**INSTRUCTIONS TO FOLLOW:** Scan the data below for the string "monument". Copy every line where it appears.

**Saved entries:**
※
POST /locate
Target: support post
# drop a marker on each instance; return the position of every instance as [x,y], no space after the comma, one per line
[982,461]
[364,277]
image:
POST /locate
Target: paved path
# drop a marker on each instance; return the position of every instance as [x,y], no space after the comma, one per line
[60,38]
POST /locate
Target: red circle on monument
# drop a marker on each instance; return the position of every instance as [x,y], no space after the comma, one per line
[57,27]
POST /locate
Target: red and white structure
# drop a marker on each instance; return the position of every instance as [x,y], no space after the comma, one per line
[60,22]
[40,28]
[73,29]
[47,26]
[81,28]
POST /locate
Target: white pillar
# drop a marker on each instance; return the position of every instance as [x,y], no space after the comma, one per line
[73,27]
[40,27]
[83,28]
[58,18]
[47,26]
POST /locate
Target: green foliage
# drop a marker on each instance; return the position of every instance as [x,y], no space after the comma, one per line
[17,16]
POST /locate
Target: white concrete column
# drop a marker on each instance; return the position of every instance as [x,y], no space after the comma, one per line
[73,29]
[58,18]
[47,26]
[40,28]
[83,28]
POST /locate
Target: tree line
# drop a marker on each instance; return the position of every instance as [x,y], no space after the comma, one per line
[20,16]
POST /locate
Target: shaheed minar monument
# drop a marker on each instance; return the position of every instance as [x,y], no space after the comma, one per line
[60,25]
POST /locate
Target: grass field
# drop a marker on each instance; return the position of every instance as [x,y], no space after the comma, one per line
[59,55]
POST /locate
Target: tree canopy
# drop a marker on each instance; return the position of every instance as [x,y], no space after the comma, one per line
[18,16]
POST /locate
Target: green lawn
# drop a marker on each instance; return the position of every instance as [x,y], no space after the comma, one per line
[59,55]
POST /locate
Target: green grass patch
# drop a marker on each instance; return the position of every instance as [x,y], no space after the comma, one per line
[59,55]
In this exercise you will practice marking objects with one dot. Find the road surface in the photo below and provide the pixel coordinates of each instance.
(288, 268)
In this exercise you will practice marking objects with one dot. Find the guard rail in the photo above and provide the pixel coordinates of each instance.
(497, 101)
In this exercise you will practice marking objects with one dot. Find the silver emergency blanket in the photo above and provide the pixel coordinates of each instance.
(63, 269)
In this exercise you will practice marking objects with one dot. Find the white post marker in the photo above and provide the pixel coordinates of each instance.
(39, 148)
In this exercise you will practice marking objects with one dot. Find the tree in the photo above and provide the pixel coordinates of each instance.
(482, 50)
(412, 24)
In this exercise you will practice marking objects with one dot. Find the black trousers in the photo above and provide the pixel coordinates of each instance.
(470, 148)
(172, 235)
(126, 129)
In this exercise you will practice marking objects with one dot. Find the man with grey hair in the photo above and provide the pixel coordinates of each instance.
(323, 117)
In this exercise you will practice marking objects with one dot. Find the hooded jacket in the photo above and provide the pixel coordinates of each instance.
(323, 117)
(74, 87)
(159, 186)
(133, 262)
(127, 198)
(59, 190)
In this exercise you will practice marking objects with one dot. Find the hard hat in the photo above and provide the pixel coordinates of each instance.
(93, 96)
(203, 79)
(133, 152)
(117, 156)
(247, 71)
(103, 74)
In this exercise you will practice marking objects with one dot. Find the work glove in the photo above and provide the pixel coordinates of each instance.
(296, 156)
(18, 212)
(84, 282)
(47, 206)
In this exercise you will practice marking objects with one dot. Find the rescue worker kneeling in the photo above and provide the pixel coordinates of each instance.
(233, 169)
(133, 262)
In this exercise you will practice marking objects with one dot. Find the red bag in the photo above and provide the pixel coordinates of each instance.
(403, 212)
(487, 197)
※
**FINISHED EXERCISE:**
Target: red circle on monument
Target: shaheed minar monument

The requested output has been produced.